• Work instructions:
Write out the records again exactly. Nothing should be dropped.

Dataset entries:
++++++++++++++++++++
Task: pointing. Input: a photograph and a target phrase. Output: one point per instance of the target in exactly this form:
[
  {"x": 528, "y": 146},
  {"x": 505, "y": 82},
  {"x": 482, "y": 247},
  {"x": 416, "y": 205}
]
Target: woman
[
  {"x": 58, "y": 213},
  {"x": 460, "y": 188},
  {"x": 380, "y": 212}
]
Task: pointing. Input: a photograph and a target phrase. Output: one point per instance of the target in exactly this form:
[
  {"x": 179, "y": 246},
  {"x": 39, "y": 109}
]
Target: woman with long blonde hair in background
++++++++++++++++++++
• Worked solution:
Task: pointing. Input: a photograph and a target phrase. Output: one point per instance of the target in exactly this form:
[
  {"x": 528, "y": 146},
  {"x": 505, "y": 82},
  {"x": 482, "y": 247},
  {"x": 416, "y": 205}
]
Target: woman
[
  {"x": 58, "y": 213},
  {"x": 460, "y": 188},
  {"x": 380, "y": 212}
]
Task: pointing. Input: a photograph and a target phrase. Output: one point per instance of the target in exactly this form:
[
  {"x": 179, "y": 246},
  {"x": 39, "y": 109}
]
Target: woman with long blonde hair in background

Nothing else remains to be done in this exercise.